_Request_
Your task is to print all of the data word for word.

_Given records_
====

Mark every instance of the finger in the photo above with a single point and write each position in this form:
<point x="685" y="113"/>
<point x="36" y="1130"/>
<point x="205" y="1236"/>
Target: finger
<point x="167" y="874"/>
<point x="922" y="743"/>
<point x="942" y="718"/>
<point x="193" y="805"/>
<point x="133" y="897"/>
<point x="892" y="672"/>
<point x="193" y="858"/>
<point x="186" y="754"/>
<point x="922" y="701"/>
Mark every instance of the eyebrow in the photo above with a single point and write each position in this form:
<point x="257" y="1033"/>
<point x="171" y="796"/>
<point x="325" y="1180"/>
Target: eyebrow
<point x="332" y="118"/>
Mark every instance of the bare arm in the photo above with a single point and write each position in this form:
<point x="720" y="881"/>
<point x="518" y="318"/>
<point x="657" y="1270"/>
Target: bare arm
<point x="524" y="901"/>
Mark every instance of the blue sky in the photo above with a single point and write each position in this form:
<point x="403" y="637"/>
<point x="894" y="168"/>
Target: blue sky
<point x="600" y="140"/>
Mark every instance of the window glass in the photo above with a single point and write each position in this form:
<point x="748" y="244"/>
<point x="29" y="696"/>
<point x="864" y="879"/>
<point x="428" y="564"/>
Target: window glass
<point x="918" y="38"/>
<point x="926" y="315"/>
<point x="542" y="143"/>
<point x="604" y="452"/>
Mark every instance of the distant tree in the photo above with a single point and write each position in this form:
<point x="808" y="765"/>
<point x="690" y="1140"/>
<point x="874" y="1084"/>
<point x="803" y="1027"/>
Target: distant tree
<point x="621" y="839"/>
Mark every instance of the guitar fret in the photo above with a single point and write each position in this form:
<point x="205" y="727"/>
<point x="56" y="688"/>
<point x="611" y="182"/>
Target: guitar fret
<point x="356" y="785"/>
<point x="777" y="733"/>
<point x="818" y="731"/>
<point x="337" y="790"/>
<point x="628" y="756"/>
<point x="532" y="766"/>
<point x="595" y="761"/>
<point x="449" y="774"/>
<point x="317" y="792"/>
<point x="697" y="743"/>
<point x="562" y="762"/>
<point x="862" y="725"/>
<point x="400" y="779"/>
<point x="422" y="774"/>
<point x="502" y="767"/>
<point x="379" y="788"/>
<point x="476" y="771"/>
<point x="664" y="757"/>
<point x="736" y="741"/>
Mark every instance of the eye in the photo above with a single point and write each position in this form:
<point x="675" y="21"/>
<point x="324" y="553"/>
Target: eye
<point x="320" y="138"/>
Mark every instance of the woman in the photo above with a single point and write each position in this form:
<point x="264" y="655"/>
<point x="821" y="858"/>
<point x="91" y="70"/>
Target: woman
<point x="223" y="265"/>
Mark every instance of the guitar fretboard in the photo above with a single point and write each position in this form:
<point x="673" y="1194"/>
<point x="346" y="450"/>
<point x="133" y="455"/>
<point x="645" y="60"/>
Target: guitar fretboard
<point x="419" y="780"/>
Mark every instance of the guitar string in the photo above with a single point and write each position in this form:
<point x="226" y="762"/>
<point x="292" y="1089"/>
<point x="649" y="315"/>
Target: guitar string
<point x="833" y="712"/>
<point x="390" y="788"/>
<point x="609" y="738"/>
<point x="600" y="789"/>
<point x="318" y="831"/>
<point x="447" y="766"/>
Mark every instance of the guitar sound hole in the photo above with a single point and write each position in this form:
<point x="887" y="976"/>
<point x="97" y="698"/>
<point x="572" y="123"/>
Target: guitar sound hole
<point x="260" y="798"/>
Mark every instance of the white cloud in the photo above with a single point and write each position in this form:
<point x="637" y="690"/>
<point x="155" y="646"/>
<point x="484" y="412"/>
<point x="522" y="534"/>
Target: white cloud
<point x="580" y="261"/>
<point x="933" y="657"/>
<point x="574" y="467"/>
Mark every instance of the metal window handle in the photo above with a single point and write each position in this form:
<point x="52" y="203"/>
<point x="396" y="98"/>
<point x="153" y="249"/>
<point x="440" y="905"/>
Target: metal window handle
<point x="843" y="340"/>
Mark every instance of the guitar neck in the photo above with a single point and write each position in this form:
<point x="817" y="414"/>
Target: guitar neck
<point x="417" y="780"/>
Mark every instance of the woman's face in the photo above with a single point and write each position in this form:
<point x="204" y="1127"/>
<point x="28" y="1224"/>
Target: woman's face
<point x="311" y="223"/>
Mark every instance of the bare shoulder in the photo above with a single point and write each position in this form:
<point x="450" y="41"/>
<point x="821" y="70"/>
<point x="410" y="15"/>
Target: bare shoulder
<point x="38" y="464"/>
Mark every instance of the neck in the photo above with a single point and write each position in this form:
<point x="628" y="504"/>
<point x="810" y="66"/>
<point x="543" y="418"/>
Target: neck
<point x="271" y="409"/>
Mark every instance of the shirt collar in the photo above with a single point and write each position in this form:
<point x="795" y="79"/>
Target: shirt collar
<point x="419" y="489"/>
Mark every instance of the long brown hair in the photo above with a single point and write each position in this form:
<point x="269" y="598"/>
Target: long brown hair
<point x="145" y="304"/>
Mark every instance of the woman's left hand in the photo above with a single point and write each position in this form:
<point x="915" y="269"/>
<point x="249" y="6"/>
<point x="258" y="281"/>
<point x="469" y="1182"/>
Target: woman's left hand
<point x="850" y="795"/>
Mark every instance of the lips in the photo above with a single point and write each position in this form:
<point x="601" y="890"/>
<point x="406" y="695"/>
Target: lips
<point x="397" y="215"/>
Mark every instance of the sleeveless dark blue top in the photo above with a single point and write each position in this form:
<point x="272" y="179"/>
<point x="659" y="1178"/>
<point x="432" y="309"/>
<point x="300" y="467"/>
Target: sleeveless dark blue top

====

_Finished answer_
Mark every instance of the finger in the photo above with a single point and write each position in this form:
<point x="685" y="113"/>
<point x="36" y="1130"/>
<point x="205" y="1236"/>
Target: finger
<point x="167" y="874"/>
<point x="922" y="743"/>
<point x="942" y="718"/>
<point x="193" y="805"/>
<point x="133" y="897"/>
<point x="892" y="672"/>
<point x="193" y="858"/>
<point x="186" y="754"/>
<point x="922" y="701"/>
Mark every instance of the eyebrow in the photo above with a single point and write each position in this form:
<point x="257" y="1033"/>
<point x="171" y="796"/>
<point x="325" y="1180"/>
Target: eyebrow
<point x="332" y="118"/>
Mark every instance of the bare arm in the photo above with a single point and write each position in this form:
<point x="720" y="881"/>
<point x="518" y="318"/>
<point x="657" y="1270"/>
Target: bare arm
<point x="524" y="901"/>
Mark every instance of the blue sky in the photo above with a single point and write each position in this form:
<point x="403" y="637"/>
<point x="894" y="168"/>
Target: blue sky
<point x="600" y="140"/>
Mark every instance of the window glass in the photo above with a single point and write each position in this form:
<point x="748" y="244"/>
<point x="29" y="696"/>
<point x="864" y="879"/>
<point x="428" y="564"/>
Target: window glass
<point x="918" y="38"/>
<point x="926" y="315"/>
<point x="542" y="143"/>
<point x="604" y="452"/>
Mark every instance of the distant tree in the photo above with a single point and write each position in this form:
<point x="808" y="765"/>
<point x="690" y="1140"/>
<point x="874" y="1084"/>
<point x="803" y="1027"/>
Target: distant tree
<point x="621" y="839"/>
Mark every instance of the guitar fret in the photo above with a single point and write each position in this form:
<point x="205" y="727"/>
<point x="56" y="688"/>
<point x="611" y="182"/>
Target: guitar fret
<point x="356" y="785"/>
<point x="777" y="733"/>
<point x="818" y="731"/>
<point x="337" y="790"/>
<point x="628" y="756"/>
<point x="532" y="766"/>
<point x="595" y="761"/>
<point x="449" y="774"/>
<point x="317" y="792"/>
<point x="697" y="743"/>
<point x="562" y="762"/>
<point x="862" y="725"/>
<point x="400" y="779"/>
<point x="422" y="774"/>
<point x="502" y="767"/>
<point x="379" y="788"/>
<point x="476" y="771"/>
<point x="664" y="757"/>
<point x="736" y="741"/>
Mark every instance of the eye in the photo above with a single point and write each position in this form:
<point x="675" y="21"/>
<point x="324" y="553"/>
Target: eye
<point x="320" y="138"/>
Mark every instance of the woman in the photo above with a single point and write each position in this form:
<point x="264" y="655"/>
<point x="821" y="858"/>
<point x="91" y="70"/>
Target: woman
<point x="223" y="265"/>
Mark every instance of the guitar fretboard in the photo above with a single point and write each position in this form:
<point x="673" y="1194"/>
<point x="346" y="450"/>
<point x="133" y="455"/>
<point x="645" y="60"/>
Target: guitar fretboard
<point x="419" y="780"/>
Mark every instance of the guitar string in the photo above with a single point and write each position in this form:
<point x="226" y="762"/>
<point x="292" y="1089"/>
<point x="649" y="315"/>
Target: guitar string
<point x="833" y="712"/>
<point x="390" y="788"/>
<point x="609" y="738"/>
<point x="600" y="789"/>
<point x="318" y="831"/>
<point x="447" y="766"/>
Mark every instance of the guitar sound hole in the photo above with a single point and write each position in this form:
<point x="887" y="976"/>
<point x="97" y="698"/>
<point x="572" y="123"/>
Target: guitar sound hole
<point x="260" y="798"/>
Mark every instance of the white cloud in the photo above with a single point and write each position in this form:
<point x="637" y="690"/>
<point x="155" y="646"/>
<point x="484" y="412"/>
<point x="522" y="534"/>
Target: white cloud
<point x="580" y="261"/>
<point x="933" y="657"/>
<point x="574" y="467"/>
Mark every instance of the metal window handle in the photo above with a single point and write each position in this form:
<point x="52" y="203"/>
<point x="396" y="98"/>
<point x="153" y="249"/>
<point x="440" y="905"/>
Target: metal window handle
<point x="843" y="340"/>
Mark every instance of the guitar neck in the photo above with a single point and write each position in this form:
<point x="817" y="414"/>
Target: guitar neck
<point x="417" y="780"/>
Mark every instance of the woman's face in the photo above with a single point and write each position in this form:
<point x="204" y="1127"/>
<point x="28" y="1224"/>
Target: woman's face
<point x="311" y="223"/>
Mark every instance of the bare shoulder in the photo above with a single point and write each position in this form:
<point x="450" y="41"/>
<point x="821" y="70"/>
<point x="410" y="15"/>
Target: bare shoulder
<point x="38" y="464"/>
Mark every instance of the neck in the photo above with a single point and write each position in this form:
<point x="628" y="504"/>
<point x="810" y="66"/>
<point x="543" y="418"/>
Target: neck
<point x="271" y="409"/>
Mark every instance of the shirt collar in the photo above with a single point and write each position in this form:
<point x="795" y="79"/>
Target: shirt collar
<point x="419" y="489"/>
Mark every instance of the long brown hair in the photo above with a single point and write each position in this form:
<point x="269" y="598"/>
Target: long brown hair
<point x="145" y="304"/>
Mark every instance of the woman's left hand in the photo above with a single point and write each position in this form:
<point x="915" y="269"/>
<point x="249" y="6"/>
<point x="258" y="281"/>
<point x="469" y="1182"/>
Target: woman's left hand
<point x="850" y="795"/>
Mark every instance of the lips in the photo above with a single point and write each position in this form:
<point x="601" y="890"/>
<point x="406" y="695"/>
Target: lips
<point x="397" y="215"/>
Mark every instance of the sleeveless dark blue top in the photo above with a single point and write each position in this form:
<point x="272" y="179"/>
<point x="659" y="1178"/>
<point x="432" y="309"/>
<point x="300" y="467"/>
Target: sleeveless dark blue top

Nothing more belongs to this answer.